■ Work to complete ■
Return the lines of the data below in which the string "illuminated" occurs.

*** Opening Data ***

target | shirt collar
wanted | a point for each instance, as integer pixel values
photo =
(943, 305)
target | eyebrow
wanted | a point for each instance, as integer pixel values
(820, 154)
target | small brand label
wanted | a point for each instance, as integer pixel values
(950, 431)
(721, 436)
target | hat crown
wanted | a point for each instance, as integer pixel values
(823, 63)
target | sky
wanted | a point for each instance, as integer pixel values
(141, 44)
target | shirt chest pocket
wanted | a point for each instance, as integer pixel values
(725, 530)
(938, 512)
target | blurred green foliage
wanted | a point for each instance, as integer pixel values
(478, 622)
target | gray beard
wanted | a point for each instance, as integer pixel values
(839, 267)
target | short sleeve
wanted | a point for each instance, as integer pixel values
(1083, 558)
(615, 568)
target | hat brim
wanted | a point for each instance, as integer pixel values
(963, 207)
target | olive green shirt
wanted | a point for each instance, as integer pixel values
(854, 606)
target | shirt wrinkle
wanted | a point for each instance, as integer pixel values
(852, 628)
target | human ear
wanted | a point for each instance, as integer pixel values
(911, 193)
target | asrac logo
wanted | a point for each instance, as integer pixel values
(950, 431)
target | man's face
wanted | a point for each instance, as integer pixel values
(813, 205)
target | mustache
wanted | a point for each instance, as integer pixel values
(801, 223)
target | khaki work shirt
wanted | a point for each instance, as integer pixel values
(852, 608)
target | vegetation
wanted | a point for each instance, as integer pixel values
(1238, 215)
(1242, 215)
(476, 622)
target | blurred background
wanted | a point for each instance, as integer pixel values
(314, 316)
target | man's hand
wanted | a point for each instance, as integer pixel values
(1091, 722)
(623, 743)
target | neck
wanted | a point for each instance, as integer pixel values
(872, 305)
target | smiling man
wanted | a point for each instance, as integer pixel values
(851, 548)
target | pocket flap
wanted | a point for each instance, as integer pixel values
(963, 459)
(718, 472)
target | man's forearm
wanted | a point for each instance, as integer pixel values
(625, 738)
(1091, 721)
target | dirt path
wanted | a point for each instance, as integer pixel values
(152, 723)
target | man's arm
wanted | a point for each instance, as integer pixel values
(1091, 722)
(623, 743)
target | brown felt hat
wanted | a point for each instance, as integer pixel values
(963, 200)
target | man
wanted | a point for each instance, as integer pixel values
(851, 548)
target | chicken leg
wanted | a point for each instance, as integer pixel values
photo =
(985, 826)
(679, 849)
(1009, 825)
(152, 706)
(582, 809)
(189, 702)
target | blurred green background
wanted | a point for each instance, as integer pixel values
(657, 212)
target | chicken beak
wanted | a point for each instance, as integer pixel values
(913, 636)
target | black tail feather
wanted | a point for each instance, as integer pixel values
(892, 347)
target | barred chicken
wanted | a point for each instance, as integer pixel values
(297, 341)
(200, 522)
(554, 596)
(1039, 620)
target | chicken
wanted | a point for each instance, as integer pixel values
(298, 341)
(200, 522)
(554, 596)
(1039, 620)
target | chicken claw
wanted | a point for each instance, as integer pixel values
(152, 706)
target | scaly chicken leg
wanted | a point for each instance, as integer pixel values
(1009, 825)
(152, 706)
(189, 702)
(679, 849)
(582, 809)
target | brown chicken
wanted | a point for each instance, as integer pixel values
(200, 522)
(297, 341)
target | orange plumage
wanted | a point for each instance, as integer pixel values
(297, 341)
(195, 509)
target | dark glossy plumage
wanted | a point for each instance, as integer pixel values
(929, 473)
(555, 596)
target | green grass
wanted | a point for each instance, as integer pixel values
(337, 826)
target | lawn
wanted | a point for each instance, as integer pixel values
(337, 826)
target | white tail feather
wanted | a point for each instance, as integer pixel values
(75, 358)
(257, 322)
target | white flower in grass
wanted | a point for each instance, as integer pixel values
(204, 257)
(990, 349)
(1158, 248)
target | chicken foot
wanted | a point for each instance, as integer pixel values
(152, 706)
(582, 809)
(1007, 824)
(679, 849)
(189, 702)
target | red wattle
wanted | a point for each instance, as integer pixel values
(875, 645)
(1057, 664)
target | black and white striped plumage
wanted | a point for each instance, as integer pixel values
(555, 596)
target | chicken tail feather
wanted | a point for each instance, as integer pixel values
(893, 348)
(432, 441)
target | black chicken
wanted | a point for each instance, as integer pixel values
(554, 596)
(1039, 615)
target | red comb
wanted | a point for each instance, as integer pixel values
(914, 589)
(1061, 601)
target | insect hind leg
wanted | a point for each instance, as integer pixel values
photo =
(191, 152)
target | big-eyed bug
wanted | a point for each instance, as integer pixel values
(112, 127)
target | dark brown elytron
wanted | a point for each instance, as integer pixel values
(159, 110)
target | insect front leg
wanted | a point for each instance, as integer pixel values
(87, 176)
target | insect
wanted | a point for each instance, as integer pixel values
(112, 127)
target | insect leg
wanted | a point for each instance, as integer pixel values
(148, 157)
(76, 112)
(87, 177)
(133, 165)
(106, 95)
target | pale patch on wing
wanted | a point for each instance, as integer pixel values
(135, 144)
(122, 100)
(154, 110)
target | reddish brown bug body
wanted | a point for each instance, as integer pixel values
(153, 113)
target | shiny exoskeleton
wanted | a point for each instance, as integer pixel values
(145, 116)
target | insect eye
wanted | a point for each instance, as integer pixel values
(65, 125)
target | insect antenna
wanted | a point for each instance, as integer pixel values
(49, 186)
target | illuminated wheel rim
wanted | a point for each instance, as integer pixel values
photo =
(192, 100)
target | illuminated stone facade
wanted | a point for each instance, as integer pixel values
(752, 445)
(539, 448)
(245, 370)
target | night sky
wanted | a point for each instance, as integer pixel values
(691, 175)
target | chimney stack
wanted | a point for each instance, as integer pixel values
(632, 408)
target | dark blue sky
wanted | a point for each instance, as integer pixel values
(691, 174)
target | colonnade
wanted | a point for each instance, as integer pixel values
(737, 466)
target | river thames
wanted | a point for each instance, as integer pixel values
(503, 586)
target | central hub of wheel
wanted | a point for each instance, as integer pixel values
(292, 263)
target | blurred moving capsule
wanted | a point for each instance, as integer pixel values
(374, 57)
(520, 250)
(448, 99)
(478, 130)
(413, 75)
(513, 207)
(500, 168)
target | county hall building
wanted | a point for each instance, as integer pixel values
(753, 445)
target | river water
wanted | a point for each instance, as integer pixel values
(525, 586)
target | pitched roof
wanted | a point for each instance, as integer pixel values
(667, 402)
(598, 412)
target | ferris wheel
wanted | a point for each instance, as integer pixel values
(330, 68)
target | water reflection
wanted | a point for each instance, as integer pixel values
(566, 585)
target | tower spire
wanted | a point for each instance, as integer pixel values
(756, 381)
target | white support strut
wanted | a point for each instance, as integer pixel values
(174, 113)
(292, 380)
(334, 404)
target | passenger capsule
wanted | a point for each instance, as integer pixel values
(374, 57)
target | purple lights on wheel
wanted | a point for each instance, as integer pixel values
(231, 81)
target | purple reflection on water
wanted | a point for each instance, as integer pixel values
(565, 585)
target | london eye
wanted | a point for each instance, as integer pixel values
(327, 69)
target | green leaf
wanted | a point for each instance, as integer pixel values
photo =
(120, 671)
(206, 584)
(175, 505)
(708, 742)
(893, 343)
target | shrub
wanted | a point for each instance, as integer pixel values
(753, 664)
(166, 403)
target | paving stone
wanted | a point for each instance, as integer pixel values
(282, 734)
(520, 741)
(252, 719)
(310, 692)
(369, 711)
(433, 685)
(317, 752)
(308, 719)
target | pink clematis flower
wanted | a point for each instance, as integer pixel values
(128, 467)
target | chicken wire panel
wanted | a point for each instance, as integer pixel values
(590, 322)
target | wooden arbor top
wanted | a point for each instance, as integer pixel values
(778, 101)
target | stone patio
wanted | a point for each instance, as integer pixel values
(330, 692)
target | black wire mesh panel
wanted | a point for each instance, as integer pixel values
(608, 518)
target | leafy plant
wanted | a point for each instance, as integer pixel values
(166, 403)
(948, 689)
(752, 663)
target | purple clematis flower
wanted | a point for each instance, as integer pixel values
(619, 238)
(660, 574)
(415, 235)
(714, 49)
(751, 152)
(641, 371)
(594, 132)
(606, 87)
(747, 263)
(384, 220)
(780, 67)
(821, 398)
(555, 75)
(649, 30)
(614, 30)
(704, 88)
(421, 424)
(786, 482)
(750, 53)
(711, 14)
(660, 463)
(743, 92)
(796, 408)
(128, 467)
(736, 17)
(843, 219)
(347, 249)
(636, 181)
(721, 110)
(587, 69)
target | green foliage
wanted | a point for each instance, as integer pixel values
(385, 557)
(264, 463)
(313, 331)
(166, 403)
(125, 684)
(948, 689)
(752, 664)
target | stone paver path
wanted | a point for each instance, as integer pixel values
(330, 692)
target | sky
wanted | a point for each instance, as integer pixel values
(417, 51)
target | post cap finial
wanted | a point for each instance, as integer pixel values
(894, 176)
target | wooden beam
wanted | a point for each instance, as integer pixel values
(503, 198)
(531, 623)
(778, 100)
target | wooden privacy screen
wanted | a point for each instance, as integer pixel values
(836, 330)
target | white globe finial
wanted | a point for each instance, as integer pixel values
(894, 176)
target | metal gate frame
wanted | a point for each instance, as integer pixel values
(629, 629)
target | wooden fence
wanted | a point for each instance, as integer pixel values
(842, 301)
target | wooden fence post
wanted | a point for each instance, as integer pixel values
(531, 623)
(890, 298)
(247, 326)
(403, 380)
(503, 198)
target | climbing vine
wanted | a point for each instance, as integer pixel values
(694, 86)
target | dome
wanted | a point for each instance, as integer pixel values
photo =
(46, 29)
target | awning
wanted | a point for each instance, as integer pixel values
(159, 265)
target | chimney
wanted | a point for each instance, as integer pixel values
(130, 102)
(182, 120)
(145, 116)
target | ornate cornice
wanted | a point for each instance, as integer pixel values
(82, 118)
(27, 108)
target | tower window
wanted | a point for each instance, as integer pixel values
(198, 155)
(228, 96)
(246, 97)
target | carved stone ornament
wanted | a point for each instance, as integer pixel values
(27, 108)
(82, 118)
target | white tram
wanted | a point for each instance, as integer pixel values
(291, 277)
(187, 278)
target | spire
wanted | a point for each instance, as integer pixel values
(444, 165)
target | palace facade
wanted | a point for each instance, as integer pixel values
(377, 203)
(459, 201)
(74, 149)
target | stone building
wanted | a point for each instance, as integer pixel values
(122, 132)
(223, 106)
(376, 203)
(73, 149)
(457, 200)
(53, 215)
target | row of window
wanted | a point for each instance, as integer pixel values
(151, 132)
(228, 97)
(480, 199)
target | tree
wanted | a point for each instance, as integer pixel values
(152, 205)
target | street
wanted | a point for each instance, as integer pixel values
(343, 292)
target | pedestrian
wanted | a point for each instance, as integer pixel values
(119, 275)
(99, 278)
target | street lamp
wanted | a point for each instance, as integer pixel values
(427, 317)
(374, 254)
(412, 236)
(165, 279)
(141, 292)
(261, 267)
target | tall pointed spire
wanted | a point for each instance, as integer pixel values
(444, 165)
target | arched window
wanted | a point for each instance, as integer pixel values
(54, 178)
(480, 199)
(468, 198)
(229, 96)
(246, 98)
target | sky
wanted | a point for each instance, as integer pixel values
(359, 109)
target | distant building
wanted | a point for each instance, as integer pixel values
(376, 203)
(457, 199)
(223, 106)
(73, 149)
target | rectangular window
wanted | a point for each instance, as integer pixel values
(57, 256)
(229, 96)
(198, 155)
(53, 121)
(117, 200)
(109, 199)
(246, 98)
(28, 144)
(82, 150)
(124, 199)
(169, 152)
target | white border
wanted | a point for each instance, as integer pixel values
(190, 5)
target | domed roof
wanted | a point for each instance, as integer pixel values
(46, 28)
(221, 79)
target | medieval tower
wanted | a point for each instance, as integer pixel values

*** Closing Data ***

■ Exercise result ■
target | illuminated wheel rim
target | illuminated stone facade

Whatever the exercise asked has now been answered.